* Task:
Copy everything in the milker thread from "Thanks for the" down to "have it/use it?", word for word.

# Udderly EZ milker



## AlecBGreen (Jul 7, 2009)

I saw a previous post on this topic but I was wondering if anyone had anything to add about the Udderly EZ milker... My mom and I want to make some cheese from our Nigi who is still in milk but 1) we dont have a lot of time since I go back to work in a week and 2) her hands are getting a little arthritic. This looks like a good gizmo but I want to hear from people who have used it. It seems the biggest complaint is that part of it can break easily (the handle?) and that it might cause damage to the teat if used excessively. So, GoatSpotters, any advice?

Original Thread: viewtopic.php?f=2&t=5932&hilit=udderly+ez


----------



## ProctorHillFarm (May 15, 2008)

I have one- I only use it on does that have teats that are too small or hard to milk for whatever reason, but it does work!
my biggest complaint is that its hard to fit under the nigies and keep suction- since you have to keep the whole contraption tilted and it seems like it constantly breaks its seal


----------



## AlecBGreen (Jul 7, 2009)

Thanks for the info!! A few questions:

1) I read they have a changeable silicon fitting for the teats that is supposed to fit Nigis. Do you have it/use it?

2) If it works well, why use it only on a few goats? Do you think it might be bad for their teats?

Thanks!!


----------



## AlecBGreen (Jul 7, 2009)

One more question: how long does it take to milk out a doe if everything runs smoothly? How does that compare to hand milking?


----------



## ProctorHillFarm (May 15, 2008)

* Recorded data:
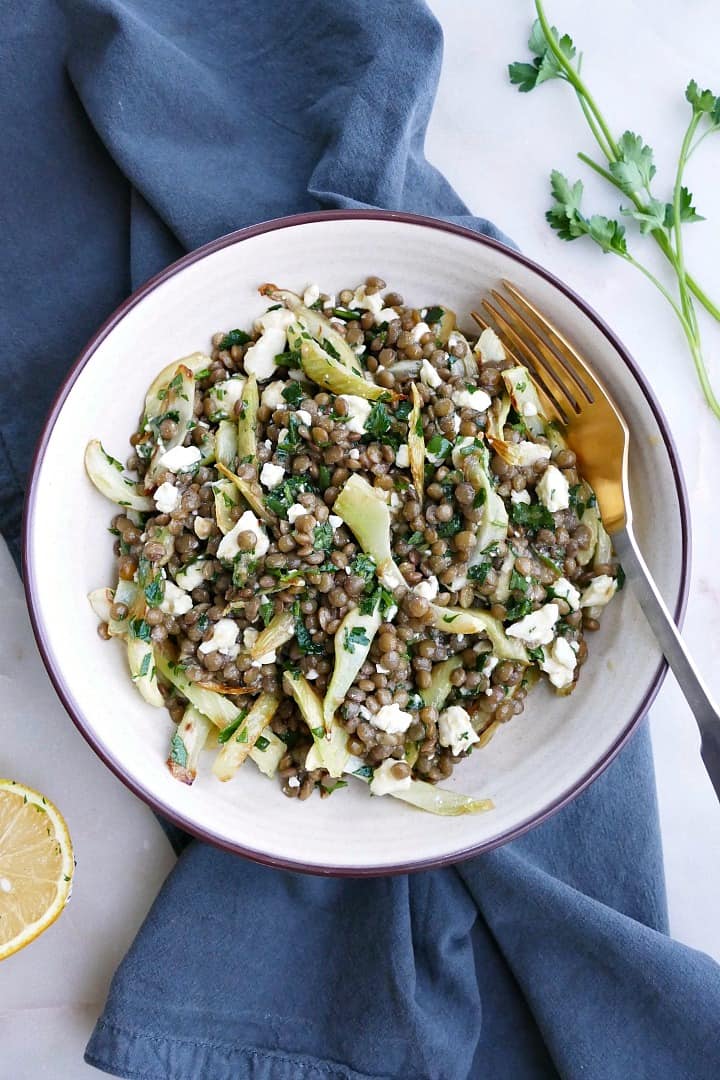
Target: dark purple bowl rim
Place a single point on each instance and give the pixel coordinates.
(57, 678)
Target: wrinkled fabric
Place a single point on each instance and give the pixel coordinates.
(136, 130)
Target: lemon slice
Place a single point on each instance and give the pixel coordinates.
(36, 865)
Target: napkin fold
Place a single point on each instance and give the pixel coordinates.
(135, 130)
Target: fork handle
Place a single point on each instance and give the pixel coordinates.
(676, 652)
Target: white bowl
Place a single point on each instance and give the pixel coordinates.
(538, 761)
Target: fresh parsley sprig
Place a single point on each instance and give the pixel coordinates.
(629, 167)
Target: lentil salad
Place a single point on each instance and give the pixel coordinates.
(350, 544)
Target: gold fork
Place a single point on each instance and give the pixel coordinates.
(574, 396)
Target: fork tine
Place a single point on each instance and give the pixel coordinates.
(551, 363)
(568, 353)
(555, 389)
(553, 409)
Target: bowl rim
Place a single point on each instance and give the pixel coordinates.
(62, 687)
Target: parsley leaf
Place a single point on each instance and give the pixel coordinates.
(227, 732)
(294, 393)
(353, 637)
(531, 516)
(178, 752)
(323, 537)
(379, 421)
(234, 337)
(302, 635)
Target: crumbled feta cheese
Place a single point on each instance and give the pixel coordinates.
(247, 523)
(272, 395)
(260, 358)
(180, 459)
(537, 628)
(191, 576)
(392, 719)
(175, 601)
(366, 302)
(489, 346)
(313, 759)
(271, 475)
(418, 331)
(456, 729)
(358, 409)
(167, 498)
(553, 489)
(472, 399)
(599, 592)
(429, 375)
(311, 295)
(428, 589)
(566, 591)
(527, 453)
(559, 663)
(384, 782)
(297, 510)
(223, 639)
(202, 527)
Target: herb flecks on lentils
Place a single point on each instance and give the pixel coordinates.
(362, 565)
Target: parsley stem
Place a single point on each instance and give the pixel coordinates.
(575, 81)
(660, 237)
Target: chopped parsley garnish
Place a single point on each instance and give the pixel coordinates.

* Answer for the task:
Thanks for the info!! A few questions:

1) I read they have a changeable silicon fitting for the teats that is supposed to fit Nigis. Do you have it/use it?